Saandram (സാന്ദ്രം, Lit. Dense) is a 1990 Indian Malayalam psychological thriller film, directed by Thaha and produced by Thaha and Ashokan. The film stars Suresh Gopi, Parvathy, Innocent and Captain Raju in the lead roles. The film has musical score by Johnson.

Plot
The Poulose family which comes to Ooty on vacation, befriends a newly married couple Sreeraman(Suresh Gopi) and Indulekha(Parvathy) on their honeymoon staying next door. The couple looks happy on the outside, but the wife has problems underneath the surface.

When the local Circle Inspector(Captain Raju) makes a visit, it is revealed that a psychopath Unni(Sai Kumar) is after Indulekha's life. Unni was Indulekha's ex-lover who had been comatose for over a year and a half after a fatal accident with no hope of recovery. Her parents had forced her to a reluctant marriage with Sreeraman. But Unni made a miraculous recovery afterwards but with a mental imbalance which leaves him with no sense of time. He is deluded into thinking that he was hospitalised only for a few days and Indu had married betraying him, even that his accident was her doing. As such he is after her life now.

◆ ◆ ◆ ◆ ◆ ◆ ◆

■ Required work ■
• a. Echo the Saandram text above from "Saandram (സാന്ദ്രം, Lit." to "score by Johnson.", copying it word for word.
• b. Rewrite the paragraph of the Saandram text that begins "When the local Circle Inspector" as a short bulleted list of its main facts.
• c. According to the Saandram text, who composed the film's musical score?

◆ ◆ ◆ ◆ ◆ ◆ ◆

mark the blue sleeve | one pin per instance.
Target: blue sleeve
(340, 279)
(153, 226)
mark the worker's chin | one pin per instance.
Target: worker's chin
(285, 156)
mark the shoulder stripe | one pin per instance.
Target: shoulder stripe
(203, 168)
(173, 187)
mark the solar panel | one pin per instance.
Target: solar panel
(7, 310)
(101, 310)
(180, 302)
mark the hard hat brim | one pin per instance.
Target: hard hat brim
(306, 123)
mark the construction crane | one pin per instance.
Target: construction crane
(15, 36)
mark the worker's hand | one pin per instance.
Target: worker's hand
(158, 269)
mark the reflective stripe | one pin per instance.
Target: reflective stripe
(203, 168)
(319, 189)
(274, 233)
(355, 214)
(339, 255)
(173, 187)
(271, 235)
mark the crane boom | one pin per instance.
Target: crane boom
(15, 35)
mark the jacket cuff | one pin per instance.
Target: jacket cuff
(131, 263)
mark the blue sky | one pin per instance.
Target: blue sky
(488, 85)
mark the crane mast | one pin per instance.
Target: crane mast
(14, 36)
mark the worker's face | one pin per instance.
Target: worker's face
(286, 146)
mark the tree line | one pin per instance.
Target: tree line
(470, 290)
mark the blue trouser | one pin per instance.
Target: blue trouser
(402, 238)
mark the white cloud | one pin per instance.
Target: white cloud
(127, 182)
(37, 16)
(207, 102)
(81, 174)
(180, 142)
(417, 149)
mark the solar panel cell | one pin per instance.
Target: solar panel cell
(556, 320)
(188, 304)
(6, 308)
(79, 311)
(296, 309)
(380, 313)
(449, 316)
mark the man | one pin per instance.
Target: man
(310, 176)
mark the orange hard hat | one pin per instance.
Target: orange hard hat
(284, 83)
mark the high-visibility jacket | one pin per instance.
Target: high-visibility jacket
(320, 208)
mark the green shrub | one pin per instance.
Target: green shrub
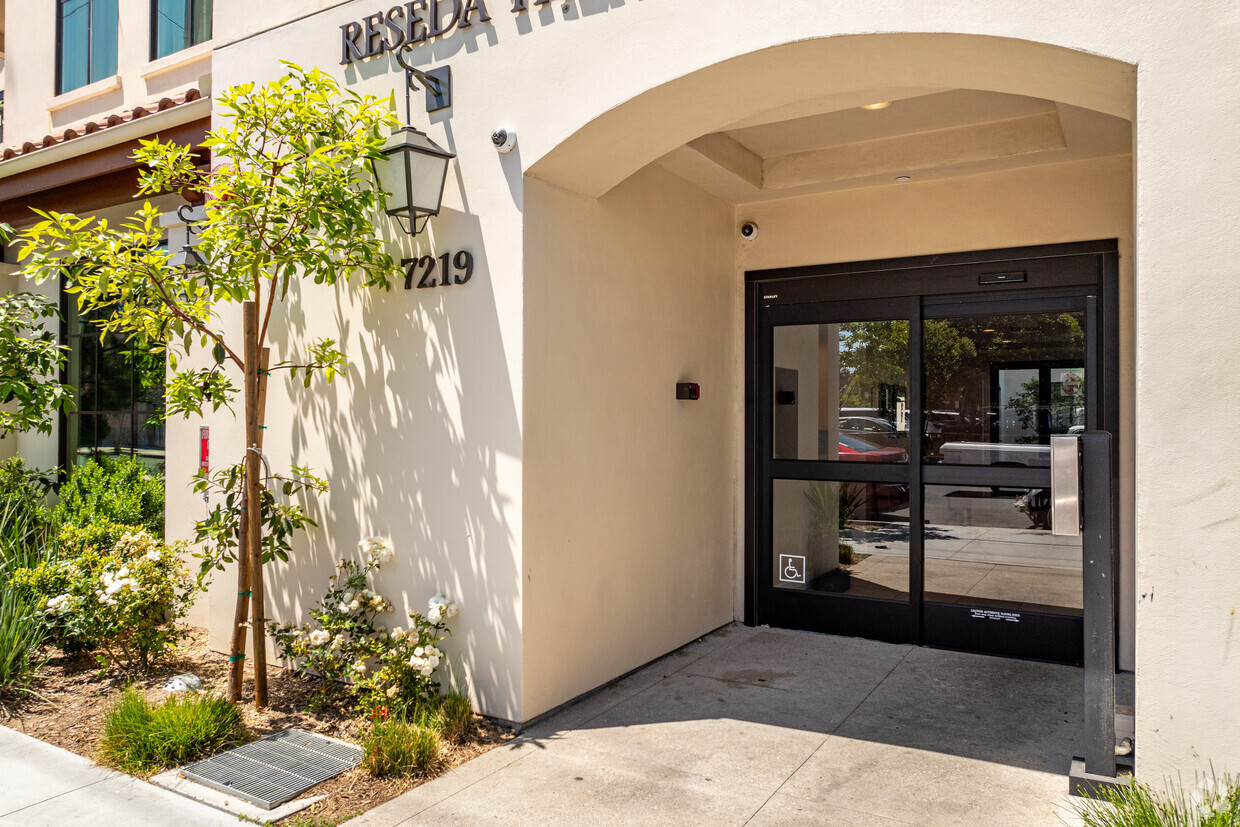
(139, 737)
(114, 590)
(1214, 802)
(113, 489)
(402, 748)
(456, 714)
(21, 631)
(386, 668)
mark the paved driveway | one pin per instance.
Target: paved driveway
(774, 727)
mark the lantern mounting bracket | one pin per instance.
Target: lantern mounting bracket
(438, 83)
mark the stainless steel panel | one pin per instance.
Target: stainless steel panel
(1065, 486)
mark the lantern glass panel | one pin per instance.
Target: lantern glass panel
(392, 177)
(427, 175)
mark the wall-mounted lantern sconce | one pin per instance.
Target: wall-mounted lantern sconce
(413, 171)
(414, 168)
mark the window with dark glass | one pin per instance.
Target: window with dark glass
(86, 42)
(119, 392)
(179, 24)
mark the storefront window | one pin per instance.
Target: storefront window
(86, 42)
(179, 24)
(119, 394)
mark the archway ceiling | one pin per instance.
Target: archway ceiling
(924, 134)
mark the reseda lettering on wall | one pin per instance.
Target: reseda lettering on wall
(414, 22)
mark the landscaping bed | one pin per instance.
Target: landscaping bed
(76, 696)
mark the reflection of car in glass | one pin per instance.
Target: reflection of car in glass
(873, 497)
(995, 454)
(852, 449)
(877, 432)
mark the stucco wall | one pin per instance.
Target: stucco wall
(600, 88)
(30, 71)
(628, 546)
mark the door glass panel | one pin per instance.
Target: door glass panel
(841, 537)
(998, 387)
(841, 392)
(992, 548)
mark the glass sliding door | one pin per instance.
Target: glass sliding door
(899, 449)
(838, 394)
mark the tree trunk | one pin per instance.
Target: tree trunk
(258, 599)
(254, 502)
(237, 642)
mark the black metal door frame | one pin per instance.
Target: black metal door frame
(1080, 277)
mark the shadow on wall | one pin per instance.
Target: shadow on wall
(412, 444)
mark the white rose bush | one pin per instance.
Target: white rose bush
(115, 593)
(350, 649)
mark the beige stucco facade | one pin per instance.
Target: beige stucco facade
(518, 437)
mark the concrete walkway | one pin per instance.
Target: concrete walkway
(773, 727)
(45, 786)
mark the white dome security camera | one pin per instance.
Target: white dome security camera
(504, 140)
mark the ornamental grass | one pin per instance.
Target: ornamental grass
(140, 737)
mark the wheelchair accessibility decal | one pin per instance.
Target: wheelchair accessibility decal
(791, 568)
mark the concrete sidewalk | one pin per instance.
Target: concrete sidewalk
(773, 727)
(45, 786)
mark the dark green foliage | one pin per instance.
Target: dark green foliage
(1214, 801)
(402, 748)
(113, 489)
(139, 737)
(456, 714)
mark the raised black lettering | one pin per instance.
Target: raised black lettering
(435, 16)
(397, 29)
(414, 21)
(373, 37)
(469, 9)
(349, 51)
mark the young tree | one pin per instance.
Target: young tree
(31, 360)
(293, 197)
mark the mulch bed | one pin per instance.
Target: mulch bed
(76, 696)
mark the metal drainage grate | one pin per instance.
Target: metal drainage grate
(275, 769)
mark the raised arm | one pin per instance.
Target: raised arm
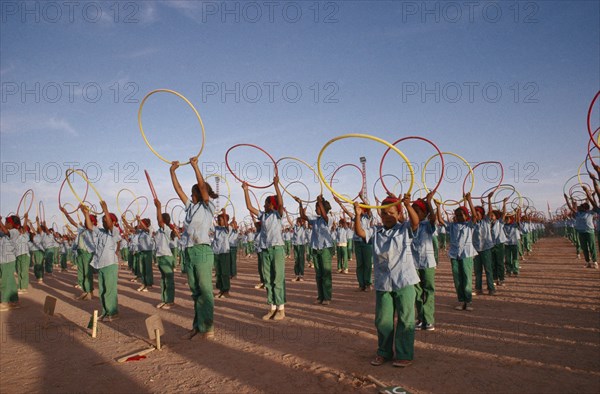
(176, 185)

◆ ◆ ◆ ◆ ◆ ◆ ◆

■ Answers to the problems ■
• a.
Saandram (സാന്ദ്രം, Lit. Dense) is a 1990 Indian Malayalam psychological thriller film, directed by Thaha and produced by Thaha and Ashokan. The film stars Suresh Gopi, Parvathy, Innocent and Captain Raju in the lead roles. The film has musical score by Johnson.

• b.
- A visit by the local Circle Inspector (Captain Raju) reveals that a psychopath, Unni (Sai Kumar), is after Indulekha's life.
- Unni is Indulekha's ex-lover. He had been comatose for over a year and a half after a fatal accident, with no hope of recovery.
- Indulekha's parents forced her into a reluctant marriage with Sreeraman.
- Unni later made a miraculous recovery but was left with a mental imbalance and no sense of time.
- He is deluded into thinking he was hospitalised only for a few days, that Indu married by betraying him, and that she caused his accident.
- As a result, he is now after her life.

• c. Johnson.